### WHAT IS ASKED
Copy exactly the lines from the "Target: dry grass" line to the end, both included, and nothing else.

[start of INPUT RECORDS]

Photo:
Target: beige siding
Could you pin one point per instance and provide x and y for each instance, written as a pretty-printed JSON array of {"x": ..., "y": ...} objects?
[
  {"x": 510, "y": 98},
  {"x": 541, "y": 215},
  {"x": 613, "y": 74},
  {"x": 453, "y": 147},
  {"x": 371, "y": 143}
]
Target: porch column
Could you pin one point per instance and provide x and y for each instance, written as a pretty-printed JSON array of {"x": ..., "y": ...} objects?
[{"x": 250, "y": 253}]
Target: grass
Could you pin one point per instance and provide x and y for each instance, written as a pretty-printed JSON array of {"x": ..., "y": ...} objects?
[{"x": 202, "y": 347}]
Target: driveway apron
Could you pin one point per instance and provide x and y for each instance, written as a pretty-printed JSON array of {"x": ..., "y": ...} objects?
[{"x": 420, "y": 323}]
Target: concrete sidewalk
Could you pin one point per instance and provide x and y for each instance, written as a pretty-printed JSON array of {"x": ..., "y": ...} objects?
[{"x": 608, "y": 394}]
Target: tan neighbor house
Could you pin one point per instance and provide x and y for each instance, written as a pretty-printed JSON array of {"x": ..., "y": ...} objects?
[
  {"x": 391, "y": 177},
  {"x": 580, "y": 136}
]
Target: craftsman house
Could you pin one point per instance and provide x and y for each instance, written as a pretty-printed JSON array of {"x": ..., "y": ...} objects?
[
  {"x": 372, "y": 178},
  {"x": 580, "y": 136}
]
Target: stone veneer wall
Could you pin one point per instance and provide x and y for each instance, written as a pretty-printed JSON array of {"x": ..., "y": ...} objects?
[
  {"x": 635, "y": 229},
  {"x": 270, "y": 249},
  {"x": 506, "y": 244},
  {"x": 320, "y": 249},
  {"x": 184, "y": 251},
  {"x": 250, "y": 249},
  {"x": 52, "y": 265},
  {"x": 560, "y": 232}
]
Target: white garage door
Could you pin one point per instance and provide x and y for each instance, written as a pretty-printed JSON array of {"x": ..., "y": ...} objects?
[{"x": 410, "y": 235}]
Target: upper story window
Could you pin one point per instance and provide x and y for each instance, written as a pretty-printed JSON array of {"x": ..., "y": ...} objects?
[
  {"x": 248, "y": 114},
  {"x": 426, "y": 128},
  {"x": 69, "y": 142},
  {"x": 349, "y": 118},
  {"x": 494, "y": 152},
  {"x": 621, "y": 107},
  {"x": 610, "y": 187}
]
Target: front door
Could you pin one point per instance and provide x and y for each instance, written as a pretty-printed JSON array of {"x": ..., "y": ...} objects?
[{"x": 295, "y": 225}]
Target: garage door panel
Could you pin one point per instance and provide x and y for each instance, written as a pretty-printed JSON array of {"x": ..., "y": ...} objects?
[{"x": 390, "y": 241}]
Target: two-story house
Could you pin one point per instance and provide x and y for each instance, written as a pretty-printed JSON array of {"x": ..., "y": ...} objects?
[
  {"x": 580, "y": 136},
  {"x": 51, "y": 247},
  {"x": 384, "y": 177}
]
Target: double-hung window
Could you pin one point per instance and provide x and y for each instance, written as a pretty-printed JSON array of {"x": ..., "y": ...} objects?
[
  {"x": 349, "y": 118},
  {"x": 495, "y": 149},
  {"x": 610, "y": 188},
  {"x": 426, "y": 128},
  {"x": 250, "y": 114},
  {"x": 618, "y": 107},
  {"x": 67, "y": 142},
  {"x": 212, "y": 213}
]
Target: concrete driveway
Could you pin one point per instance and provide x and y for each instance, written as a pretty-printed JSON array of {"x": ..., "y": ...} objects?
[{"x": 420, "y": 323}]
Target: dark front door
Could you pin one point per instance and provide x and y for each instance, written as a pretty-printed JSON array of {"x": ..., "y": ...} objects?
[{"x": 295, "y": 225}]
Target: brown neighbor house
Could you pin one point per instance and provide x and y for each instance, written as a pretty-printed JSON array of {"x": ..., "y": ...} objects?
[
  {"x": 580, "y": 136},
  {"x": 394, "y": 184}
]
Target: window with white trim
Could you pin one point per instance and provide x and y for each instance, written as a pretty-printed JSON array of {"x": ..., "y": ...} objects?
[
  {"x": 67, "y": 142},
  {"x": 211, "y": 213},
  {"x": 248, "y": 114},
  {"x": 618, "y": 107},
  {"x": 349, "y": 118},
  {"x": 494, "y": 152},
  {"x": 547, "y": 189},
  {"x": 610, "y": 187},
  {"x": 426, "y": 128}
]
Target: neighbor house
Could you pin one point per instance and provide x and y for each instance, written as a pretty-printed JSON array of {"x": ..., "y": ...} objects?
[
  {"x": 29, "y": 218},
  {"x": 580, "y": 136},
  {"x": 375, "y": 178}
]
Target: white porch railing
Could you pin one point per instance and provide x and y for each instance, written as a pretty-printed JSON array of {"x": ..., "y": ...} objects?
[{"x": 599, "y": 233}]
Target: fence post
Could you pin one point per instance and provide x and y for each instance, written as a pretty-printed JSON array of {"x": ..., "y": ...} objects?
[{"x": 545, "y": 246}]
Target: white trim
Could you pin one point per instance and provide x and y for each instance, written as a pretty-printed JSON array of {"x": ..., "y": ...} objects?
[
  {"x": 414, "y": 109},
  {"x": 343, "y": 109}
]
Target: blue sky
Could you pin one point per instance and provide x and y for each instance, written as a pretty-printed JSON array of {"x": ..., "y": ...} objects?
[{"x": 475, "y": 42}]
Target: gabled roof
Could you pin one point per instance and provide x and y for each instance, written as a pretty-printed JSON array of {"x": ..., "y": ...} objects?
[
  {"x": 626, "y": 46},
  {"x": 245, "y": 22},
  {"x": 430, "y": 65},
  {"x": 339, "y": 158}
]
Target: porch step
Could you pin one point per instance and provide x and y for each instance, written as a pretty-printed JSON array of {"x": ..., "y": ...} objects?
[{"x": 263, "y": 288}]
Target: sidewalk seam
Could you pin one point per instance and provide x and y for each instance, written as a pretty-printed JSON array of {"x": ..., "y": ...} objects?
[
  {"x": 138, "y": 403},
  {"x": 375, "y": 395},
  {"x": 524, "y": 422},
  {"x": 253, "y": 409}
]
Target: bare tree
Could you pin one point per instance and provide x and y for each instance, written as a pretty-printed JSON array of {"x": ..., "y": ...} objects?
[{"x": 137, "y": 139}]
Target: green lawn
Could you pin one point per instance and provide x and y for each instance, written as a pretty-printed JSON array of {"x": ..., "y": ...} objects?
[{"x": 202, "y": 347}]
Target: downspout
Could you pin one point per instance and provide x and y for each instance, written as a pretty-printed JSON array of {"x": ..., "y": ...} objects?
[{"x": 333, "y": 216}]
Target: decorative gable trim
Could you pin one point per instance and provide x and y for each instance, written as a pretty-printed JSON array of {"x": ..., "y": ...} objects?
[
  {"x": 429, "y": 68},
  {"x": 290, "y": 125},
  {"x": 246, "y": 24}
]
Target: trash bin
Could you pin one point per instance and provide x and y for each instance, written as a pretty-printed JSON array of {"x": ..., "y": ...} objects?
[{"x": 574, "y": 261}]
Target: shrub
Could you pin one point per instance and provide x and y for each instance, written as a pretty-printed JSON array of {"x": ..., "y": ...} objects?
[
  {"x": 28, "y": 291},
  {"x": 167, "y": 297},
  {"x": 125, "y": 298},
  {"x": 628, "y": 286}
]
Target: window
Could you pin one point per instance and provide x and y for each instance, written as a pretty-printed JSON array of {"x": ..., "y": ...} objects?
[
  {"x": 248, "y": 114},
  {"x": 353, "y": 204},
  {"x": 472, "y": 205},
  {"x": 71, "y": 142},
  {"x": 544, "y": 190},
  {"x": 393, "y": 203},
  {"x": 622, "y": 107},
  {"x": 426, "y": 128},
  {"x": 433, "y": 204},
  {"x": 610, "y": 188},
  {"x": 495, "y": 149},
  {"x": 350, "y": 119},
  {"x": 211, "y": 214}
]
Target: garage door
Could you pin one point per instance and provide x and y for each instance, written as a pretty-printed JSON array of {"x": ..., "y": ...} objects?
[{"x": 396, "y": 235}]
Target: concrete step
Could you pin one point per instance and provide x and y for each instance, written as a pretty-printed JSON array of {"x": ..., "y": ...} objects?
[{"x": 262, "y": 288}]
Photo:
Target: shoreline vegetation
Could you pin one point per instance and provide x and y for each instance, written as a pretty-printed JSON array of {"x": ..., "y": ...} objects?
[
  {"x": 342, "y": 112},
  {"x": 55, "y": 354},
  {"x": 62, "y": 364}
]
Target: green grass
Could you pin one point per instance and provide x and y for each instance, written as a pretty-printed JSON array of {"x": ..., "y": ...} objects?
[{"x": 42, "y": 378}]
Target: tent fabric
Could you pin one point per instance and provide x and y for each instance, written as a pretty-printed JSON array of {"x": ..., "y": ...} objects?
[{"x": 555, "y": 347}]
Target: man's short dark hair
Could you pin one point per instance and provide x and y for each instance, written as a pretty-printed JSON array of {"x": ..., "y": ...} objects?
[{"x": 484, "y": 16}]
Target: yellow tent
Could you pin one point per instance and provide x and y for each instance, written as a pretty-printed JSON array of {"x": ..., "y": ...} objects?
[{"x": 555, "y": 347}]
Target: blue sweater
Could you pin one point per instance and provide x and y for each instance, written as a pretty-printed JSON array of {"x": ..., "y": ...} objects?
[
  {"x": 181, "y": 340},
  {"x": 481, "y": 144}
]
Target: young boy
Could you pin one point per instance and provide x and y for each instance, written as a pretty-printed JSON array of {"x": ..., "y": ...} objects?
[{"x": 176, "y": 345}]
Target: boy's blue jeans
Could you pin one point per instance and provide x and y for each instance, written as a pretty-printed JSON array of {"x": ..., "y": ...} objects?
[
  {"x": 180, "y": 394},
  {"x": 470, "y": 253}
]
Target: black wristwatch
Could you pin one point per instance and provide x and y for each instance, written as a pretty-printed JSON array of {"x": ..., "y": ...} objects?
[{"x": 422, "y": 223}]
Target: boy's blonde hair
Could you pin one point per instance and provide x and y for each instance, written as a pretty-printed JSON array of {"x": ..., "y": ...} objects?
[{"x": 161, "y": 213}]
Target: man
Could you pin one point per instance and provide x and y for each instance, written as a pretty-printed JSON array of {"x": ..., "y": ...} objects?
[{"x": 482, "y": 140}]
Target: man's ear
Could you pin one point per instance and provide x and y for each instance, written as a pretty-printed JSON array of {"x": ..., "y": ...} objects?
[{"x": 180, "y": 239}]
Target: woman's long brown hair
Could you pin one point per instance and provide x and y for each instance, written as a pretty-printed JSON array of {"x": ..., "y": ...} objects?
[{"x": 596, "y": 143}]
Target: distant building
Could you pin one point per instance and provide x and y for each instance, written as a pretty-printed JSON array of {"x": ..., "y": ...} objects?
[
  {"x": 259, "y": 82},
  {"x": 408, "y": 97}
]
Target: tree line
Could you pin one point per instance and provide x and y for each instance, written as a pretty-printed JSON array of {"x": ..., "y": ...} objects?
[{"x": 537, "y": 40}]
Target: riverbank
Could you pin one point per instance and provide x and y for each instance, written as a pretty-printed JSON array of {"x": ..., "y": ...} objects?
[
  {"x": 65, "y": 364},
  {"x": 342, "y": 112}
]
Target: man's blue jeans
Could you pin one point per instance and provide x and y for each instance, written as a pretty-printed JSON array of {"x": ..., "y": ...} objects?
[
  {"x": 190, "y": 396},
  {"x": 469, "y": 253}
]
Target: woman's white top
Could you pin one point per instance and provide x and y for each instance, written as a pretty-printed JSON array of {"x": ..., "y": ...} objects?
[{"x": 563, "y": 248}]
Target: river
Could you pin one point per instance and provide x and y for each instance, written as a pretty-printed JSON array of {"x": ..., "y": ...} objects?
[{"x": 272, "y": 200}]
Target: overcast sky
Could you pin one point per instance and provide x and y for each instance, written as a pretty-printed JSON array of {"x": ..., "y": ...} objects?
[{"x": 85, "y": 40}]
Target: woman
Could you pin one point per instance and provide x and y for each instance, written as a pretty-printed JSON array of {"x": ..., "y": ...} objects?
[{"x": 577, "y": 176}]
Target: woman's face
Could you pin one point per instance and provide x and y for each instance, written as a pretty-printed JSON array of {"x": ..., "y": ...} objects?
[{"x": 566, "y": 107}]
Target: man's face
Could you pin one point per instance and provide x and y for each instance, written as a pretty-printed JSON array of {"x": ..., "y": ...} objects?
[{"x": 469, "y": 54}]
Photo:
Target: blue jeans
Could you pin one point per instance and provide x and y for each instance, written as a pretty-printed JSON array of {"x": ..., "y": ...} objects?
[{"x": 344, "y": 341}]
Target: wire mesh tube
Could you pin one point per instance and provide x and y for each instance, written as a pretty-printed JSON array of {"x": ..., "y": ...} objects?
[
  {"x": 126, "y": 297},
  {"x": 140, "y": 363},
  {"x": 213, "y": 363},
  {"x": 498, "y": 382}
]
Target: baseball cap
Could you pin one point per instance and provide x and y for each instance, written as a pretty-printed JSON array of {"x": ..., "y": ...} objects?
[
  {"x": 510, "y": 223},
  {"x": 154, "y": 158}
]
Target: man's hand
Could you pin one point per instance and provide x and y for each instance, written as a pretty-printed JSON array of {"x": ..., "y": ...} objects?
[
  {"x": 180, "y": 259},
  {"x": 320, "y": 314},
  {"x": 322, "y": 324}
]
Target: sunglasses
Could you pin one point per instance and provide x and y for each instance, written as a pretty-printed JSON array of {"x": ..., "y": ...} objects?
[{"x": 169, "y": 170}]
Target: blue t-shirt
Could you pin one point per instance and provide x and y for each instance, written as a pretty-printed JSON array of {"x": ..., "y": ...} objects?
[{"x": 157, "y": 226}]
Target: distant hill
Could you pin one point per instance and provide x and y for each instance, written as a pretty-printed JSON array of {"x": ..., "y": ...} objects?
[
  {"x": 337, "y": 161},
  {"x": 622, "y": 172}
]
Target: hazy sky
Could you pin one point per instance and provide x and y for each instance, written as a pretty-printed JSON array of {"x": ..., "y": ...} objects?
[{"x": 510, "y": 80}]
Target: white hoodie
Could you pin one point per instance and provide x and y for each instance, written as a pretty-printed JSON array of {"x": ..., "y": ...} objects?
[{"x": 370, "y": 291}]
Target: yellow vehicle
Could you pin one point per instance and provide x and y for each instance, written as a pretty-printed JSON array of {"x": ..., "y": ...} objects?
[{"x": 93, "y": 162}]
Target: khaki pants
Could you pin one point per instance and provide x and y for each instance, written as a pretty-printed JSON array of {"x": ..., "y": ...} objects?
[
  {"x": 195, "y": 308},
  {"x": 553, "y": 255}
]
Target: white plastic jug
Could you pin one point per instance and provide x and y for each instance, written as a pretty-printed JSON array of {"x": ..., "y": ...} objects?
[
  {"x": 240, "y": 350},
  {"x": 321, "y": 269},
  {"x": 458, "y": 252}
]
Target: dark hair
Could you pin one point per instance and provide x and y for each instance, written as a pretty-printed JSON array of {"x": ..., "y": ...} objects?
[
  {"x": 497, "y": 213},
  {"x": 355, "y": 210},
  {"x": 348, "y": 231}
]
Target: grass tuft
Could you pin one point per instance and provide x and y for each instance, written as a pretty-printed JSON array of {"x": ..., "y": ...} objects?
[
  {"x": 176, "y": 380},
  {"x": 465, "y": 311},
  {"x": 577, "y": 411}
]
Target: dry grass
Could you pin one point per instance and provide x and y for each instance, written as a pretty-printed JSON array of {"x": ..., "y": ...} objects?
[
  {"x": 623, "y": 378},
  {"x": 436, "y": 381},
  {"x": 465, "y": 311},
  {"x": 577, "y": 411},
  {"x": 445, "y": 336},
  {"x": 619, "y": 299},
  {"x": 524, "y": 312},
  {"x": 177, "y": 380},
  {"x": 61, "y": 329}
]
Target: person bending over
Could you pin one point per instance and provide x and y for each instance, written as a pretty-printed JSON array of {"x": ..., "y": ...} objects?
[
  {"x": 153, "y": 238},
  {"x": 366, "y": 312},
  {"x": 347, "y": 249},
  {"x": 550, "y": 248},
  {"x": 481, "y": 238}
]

[end of INPUT RECORDS]

### RIGHT ANSWER
Target: dry grass
Could you pin one point per instance and provide x and y for each instance, written as a pretty-printed JSON array of {"x": ..., "y": ...} objects?
[
  {"x": 623, "y": 378},
  {"x": 436, "y": 381},
  {"x": 465, "y": 311},
  {"x": 577, "y": 411},
  {"x": 445, "y": 336},
  {"x": 619, "y": 299},
  {"x": 524, "y": 312},
  {"x": 177, "y": 380},
  {"x": 61, "y": 329}
]
Target: person bending over
Could you pin one point per instance and provide x and y for each instance, written as a pretty-printed JSON array of {"x": ..., "y": ...} objects?
[
  {"x": 153, "y": 238},
  {"x": 366, "y": 312},
  {"x": 347, "y": 249},
  {"x": 550, "y": 248},
  {"x": 481, "y": 238}
]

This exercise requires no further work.